Required work> Please reproduce the lines running from the one containing "Task: point out each instance of the video" through the end of the records, substituting "with one dot" for "with a single marker" and leaving everything else unchanged.

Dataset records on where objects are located
----------------------------------------

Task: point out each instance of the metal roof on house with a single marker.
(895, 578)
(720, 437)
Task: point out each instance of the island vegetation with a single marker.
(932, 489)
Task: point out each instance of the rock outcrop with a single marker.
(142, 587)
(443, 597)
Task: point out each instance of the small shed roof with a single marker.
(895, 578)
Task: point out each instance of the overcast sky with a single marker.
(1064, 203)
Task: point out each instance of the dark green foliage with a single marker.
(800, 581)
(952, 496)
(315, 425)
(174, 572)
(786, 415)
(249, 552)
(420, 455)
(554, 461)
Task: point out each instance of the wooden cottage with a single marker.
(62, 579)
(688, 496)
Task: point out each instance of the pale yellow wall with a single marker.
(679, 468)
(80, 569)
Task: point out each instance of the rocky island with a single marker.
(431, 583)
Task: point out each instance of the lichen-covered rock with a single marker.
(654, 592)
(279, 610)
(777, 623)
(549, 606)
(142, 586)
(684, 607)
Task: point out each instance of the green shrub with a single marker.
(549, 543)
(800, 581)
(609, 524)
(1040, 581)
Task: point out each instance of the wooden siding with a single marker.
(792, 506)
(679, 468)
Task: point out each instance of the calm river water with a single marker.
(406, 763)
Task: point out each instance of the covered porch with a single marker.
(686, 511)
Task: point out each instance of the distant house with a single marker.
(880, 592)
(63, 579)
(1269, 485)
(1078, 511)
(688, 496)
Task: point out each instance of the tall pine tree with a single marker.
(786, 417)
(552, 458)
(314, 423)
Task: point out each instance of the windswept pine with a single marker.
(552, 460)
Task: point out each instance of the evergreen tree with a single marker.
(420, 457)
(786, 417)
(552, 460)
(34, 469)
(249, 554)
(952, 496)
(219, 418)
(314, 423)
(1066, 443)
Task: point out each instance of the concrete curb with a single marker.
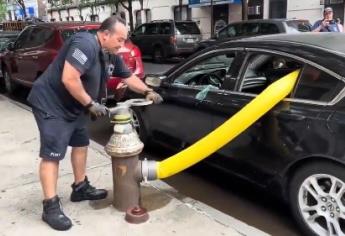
(201, 208)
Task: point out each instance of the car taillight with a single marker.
(172, 39)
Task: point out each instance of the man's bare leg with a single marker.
(78, 159)
(48, 175)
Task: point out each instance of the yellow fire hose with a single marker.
(239, 122)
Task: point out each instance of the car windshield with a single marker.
(69, 32)
(299, 26)
(187, 28)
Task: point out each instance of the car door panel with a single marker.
(194, 120)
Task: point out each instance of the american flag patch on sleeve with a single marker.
(79, 56)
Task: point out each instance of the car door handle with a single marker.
(290, 116)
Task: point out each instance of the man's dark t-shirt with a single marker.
(84, 53)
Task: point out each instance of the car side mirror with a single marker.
(10, 46)
(154, 80)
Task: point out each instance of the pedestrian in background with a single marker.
(328, 23)
(63, 97)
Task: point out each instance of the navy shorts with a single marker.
(56, 134)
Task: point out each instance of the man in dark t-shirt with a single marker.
(63, 96)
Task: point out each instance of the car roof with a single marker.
(325, 41)
(68, 24)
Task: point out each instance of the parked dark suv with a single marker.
(37, 45)
(249, 28)
(166, 38)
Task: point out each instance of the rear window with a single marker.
(187, 28)
(301, 26)
(69, 32)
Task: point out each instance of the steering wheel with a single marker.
(211, 79)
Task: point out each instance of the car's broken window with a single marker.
(264, 69)
(211, 71)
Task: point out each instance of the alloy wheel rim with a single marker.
(321, 203)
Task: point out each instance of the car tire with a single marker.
(317, 198)
(9, 84)
(139, 126)
(158, 55)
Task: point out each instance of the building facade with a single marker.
(209, 14)
(33, 9)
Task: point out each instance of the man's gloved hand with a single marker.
(153, 96)
(97, 109)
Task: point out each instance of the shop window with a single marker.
(148, 15)
(94, 17)
(185, 14)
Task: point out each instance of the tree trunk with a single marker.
(244, 9)
(129, 8)
(180, 6)
(22, 6)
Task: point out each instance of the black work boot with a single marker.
(54, 216)
(84, 191)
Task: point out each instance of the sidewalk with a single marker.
(20, 193)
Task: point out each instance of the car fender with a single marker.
(289, 171)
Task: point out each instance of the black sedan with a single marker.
(296, 150)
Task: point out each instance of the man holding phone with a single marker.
(328, 23)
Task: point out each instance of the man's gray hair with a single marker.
(108, 24)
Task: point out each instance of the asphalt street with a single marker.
(218, 190)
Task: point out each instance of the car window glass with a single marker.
(264, 69)
(165, 28)
(317, 85)
(39, 36)
(228, 32)
(140, 30)
(187, 28)
(210, 71)
(269, 28)
(151, 29)
(249, 29)
(22, 39)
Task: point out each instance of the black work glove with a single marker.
(97, 110)
(153, 96)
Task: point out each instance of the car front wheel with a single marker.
(317, 198)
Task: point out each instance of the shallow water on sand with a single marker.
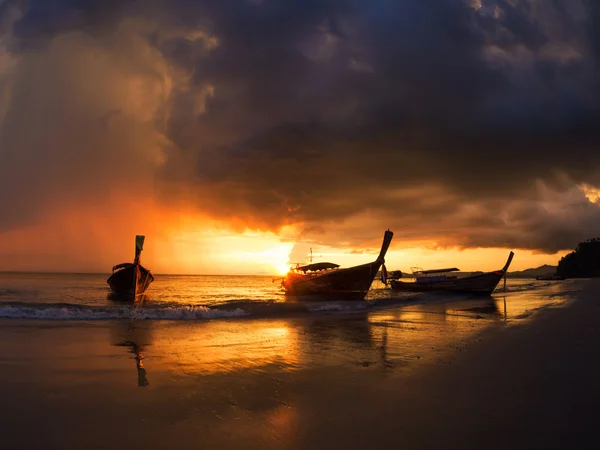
(47, 296)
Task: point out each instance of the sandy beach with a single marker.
(467, 374)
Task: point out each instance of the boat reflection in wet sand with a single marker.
(435, 280)
(129, 281)
(326, 281)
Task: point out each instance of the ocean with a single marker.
(66, 296)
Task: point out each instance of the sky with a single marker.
(237, 135)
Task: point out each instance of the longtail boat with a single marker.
(436, 280)
(130, 280)
(327, 281)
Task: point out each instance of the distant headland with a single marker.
(584, 262)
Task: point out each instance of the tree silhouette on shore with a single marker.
(584, 262)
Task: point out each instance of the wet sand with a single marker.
(462, 375)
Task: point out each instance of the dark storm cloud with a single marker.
(311, 111)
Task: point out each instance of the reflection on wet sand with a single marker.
(135, 336)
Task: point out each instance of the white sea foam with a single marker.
(99, 313)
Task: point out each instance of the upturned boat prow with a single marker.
(129, 281)
(478, 284)
(326, 281)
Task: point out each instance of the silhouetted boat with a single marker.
(326, 281)
(435, 280)
(130, 280)
(550, 277)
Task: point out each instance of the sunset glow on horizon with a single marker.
(237, 157)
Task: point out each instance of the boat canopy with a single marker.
(121, 266)
(317, 266)
(425, 272)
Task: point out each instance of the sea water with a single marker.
(67, 296)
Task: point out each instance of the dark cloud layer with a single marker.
(319, 112)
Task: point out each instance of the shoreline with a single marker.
(433, 376)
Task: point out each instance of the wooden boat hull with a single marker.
(483, 284)
(351, 283)
(128, 284)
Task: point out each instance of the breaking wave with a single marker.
(155, 311)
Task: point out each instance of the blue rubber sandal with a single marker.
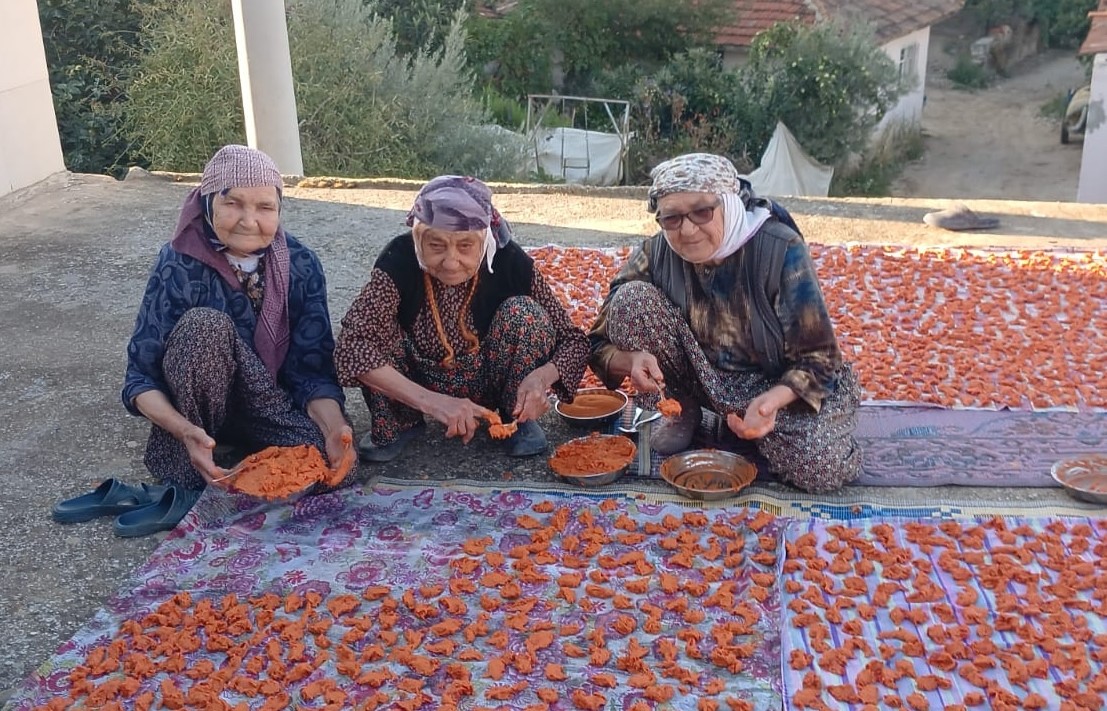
(111, 498)
(163, 515)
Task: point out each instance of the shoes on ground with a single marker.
(163, 515)
(111, 498)
(527, 441)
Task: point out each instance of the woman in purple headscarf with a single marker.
(454, 322)
(233, 341)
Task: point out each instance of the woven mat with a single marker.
(926, 616)
(421, 588)
(935, 446)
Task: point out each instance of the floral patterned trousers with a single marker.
(814, 451)
(217, 381)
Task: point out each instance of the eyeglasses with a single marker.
(699, 216)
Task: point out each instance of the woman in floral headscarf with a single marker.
(233, 339)
(454, 322)
(723, 309)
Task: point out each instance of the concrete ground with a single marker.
(74, 255)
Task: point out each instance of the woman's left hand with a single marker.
(530, 400)
(759, 418)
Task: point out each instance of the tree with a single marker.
(829, 83)
(571, 41)
(90, 54)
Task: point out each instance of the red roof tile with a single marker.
(890, 19)
(1096, 41)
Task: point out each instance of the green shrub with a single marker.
(829, 83)
(90, 55)
(879, 166)
(364, 109)
(968, 74)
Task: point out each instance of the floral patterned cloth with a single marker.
(348, 541)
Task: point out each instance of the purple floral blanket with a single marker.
(437, 597)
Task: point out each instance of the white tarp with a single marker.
(787, 169)
(590, 157)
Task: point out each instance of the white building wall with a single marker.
(909, 109)
(1093, 185)
(30, 148)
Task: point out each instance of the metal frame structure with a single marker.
(539, 105)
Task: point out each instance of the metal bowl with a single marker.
(1084, 477)
(573, 414)
(598, 478)
(707, 475)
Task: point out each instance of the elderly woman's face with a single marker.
(679, 213)
(246, 218)
(449, 257)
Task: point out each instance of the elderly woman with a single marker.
(233, 340)
(723, 309)
(456, 323)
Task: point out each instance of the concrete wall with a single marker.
(909, 109)
(1093, 185)
(30, 148)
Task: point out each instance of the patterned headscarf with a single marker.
(239, 166)
(454, 203)
(709, 173)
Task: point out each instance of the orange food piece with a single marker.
(278, 472)
(669, 408)
(593, 454)
(344, 465)
(496, 428)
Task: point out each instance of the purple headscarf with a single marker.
(239, 166)
(455, 203)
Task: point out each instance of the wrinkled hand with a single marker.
(645, 373)
(530, 400)
(199, 446)
(461, 415)
(759, 418)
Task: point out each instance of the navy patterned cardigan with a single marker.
(178, 282)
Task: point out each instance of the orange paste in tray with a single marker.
(595, 454)
(279, 472)
(592, 404)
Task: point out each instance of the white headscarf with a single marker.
(709, 173)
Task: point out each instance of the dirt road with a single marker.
(994, 143)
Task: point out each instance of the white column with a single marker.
(1093, 186)
(265, 69)
(30, 150)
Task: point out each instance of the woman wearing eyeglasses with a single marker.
(723, 309)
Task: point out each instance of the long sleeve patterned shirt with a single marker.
(720, 311)
(178, 282)
(371, 333)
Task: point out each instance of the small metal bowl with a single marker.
(1084, 477)
(599, 478)
(707, 475)
(604, 415)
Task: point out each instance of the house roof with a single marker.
(891, 19)
(1096, 41)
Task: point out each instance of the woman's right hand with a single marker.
(644, 372)
(199, 446)
(461, 415)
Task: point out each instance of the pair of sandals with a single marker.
(140, 511)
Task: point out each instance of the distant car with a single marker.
(1076, 114)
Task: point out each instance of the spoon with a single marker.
(638, 420)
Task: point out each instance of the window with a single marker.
(909, 61)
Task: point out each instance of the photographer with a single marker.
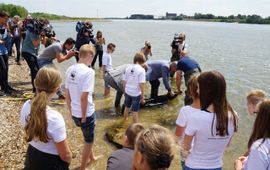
(31, 46)
(58, 51)
(48, 35)
(15, 29)
(84, 35)
(4, 55)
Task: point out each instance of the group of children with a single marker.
(46, 131)
(205, 127)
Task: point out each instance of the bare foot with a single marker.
(92, 161)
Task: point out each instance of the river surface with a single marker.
(239, 51)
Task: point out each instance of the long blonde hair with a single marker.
(47, 82)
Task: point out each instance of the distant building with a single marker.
(171, 15)
(141, 16)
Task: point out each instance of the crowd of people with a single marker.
(204, 126)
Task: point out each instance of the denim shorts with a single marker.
(88, 128)
(187, 168)
(133, 102)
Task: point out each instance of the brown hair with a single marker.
(110, 46)
(192, 87)
(156, 144)
(139, 58)
(255, 96)
(86, 49)
(47, 81)
(261, 127)
(99, 33)
(3, 14)
(212, 87)
(132, 131)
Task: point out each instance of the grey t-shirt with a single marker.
(120, 159)
(51, 52)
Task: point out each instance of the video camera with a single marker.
(84, 29)
(48, 31)
(39, 27)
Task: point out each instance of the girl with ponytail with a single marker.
(44, 127)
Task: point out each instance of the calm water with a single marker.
(239, 51)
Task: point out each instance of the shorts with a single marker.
(107, 80)
(88, 128)
(133, 102)
(35, 159)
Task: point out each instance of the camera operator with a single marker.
(178, 44)
(4, 55)
(47, 34)
(84, 35)
(15, 29)
(31, 47)
(58, 51)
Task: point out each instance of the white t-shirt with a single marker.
(259, 156)
(134, 75)
(207, 150)
(184, 115)
(56, 129)
(79, 79)
(107, 61)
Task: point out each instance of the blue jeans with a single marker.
(88, 127)
(17, 42)
(133, 102)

----------------------------------------

Exercise answer>
Task: point out each instance of the video camera with one dot.
(84, 29)
(48, 31)
(39, 27)
Task: point out each instance of the girl with ponytail with one dot.
(44, 127)
Task: point out each instance of the calm water with one dot.
(239, 51)
Task: point out each instance of the shorts with one dot.
(107, 80)
(88, 128)
(133, 102)
(35, 159)
Task: point out each instance of the camera operator with one dot.
(178, 44)
(4, 55)
(47, 34)
(84, 35)
(15, 29)
(31, 47)
(58, 51)
Task: point out each instance of the white t-shirt with one dot.
(259, 156)
(134, 75)
(207, 150)
(184, 115)
(56, 129)
(79, 79)
(107, 61)
Task: point out each instance of the blue jeans with one dot.
(88, 127)
(17, 42)
(133, 102)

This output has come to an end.